Exercise prompt:
Give back the data below exactly, with every line kept the same.

[Saved entries]
== Segment start ==
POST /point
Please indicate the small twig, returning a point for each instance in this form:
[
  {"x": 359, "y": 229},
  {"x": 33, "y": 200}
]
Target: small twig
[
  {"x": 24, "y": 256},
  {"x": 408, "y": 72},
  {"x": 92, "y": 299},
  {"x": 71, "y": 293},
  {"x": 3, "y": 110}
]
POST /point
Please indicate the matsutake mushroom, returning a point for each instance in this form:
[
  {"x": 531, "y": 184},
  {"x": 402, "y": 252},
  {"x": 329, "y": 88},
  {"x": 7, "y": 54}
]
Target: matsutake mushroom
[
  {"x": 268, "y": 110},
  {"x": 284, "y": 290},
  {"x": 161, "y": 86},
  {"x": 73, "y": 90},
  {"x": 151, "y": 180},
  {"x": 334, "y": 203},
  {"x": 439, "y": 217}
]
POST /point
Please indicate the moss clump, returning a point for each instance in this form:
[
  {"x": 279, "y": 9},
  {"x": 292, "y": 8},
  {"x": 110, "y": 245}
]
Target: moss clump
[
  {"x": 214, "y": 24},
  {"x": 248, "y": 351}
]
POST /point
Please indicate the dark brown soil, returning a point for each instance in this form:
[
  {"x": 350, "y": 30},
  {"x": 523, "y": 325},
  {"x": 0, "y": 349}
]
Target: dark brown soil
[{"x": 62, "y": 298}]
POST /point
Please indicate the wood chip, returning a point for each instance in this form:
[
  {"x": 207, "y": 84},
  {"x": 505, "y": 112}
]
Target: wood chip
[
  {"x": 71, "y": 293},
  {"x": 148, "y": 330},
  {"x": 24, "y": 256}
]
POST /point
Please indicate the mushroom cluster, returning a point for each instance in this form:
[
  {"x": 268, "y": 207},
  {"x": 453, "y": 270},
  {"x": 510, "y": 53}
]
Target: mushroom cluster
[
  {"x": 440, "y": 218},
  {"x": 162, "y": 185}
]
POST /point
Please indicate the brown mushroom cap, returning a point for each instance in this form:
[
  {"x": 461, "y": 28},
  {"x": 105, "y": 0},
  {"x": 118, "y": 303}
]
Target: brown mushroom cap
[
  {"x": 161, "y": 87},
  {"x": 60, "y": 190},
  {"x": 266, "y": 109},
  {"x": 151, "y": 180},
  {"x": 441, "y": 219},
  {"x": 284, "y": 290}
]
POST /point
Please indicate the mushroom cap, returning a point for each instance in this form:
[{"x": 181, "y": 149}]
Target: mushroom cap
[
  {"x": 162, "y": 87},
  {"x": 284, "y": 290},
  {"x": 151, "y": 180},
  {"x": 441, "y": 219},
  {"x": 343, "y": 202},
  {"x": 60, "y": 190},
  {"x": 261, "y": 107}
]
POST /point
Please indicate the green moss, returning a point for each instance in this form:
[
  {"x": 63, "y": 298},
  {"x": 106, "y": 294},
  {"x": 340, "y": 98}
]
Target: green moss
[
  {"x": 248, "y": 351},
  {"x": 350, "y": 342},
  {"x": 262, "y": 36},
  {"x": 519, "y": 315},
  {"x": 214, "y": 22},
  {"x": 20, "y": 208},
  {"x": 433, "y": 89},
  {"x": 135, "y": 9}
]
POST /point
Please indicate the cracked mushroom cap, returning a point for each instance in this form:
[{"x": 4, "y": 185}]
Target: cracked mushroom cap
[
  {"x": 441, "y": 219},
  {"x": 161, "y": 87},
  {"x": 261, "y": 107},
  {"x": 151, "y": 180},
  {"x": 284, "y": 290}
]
== Segment end ==
Your response:
POST /point
Please indicate the small twig, returning a point for each instance in this form:
[
  {"x": 359, "y": 229},
  {"x": 33, "y": 200}
]
Target: small twig
[
  {"x": 24, "y": 256},
  {"x": 408, "y": 72},
  {"x": 92, "y": 299},
  {"x": 71, "y": 293},
  {"x": 3, "y": 110}
]
POST /point
Please indicate the matsutake mushroom, returning a point for each instance in this form:
[
  {"x": 531, "y": 184},
  {"x": 402, "y": 252},
  {"x": 329, "y": 88},
  {"x": 7, "y": 54}
]
Target: matsutake mushroom
[
  {"x": 268, "y": 110},
  {"x": 284, "y": 290},
  {"x": 161, "y": 86},
  {"x": 73, "y": 90},
  {"x": 151, "y": 180},
  {"x": 334, "y": 203},
  {"x": 439, "y": 217}
]
POST /point
Please indicate the moss clump, returning a point for each instance in this form:
[
  {"x": 279, "y": 9},
  {"x": 292, "y": 8},
  {"x": 110, "y": 245}
]
Target: moss clump
[
  {"x": 214, "y": 24},
  {"x": 248, "y": 351}
]
POST /point
Please indicate the dark brown soil, returning a point for each instance in this form:
[
  {"x": 350, "y": 30},
  {"x": 523, "y": 325},
  {"x": 0, "y": 349}
]
Target: dark brown soil
[{"x": 62, "y": 298}]
POST /point
Please indicate the wood chip, returning a point for each instance in this form:
[
  {"x": 207, "y": 84},
  {"x": 505, "y": 112}
]
Target: wood chip
[
  {"x": 71, "y": 293},
  {"x": 148, "y": 330},
  {"x": 24, "y": 256}
]
POST /point
Please indicate the mushroom cluster, returning a point for each instance in this form:
[
  {"x": 268, "y": 207},
  {"x": 453, "y": 270},
  {"x": 510, "y": 53}
]
Target: mushroom cluster
[
  {"x": 440, "y": 218},
  {"x": 162, "y": 185}
]
POST /point
Please indicate the brown mushroom cap, returning a point for each instance in this form:
[
  {"x": 461, "y": 28},
  {"x": 105, "y": 0},
  {"x": 118, "y": 303}
]
Target: brown mushroom cap
[
  {"x": 161, "y": 87},
  {"x": 60, "y": 190},
  {"x": 266, "y": 109},
  {"x": 151, "y": 180},
  {"x": 441, "y": 219},
  {"x": 284, "y": 290}
]
POST /point
Please indicate the mushroom cap, returning a point for each instance in this form:
[{"x": 181, "y": 149}]
Target: mushroom cap
[
  {"x": 162, "y": 87},
  {"x": 284, "y": 290},
  {"x": 151, "y": 180},
  {"x": 441, "y": 219},
  {"x": 343, "y": 202},
  {"x": 60, "y": 190},
  {"x": 261, "y": 107}
]
POST /point
Please indicate the green moss, returning a point for each instance in this form:
[
  {"x": 63, "y": 298},
  {"x": 106, "y": 294},
  {"x": 340, "y": 98}
]
Target: green moss
[
  {"x": 248, "y": 351},
  {"x": 350, "y": 342},
  {"x": 262, "y": 36},
  {"x": 519, "y": 315},
  {"x": 214, "y": 22},
  {"x": 20, "y": 208},
  {"x": 433, "y": 89},
  {"x": 135, "y": 9}
]
POST /point
Please indicate the cracked mushroom cap, returning a point for each instance in this form:
[{"x": 4, "y": 185}]
Target: cracked mushroom cap
[
  {"x": 441, "y": 219},
  {"x": 161, "y": 87},
  {"x": 261, "y": 107},
  {"x": 151, "y": 180},
  {"x": 284, "y": 290}
]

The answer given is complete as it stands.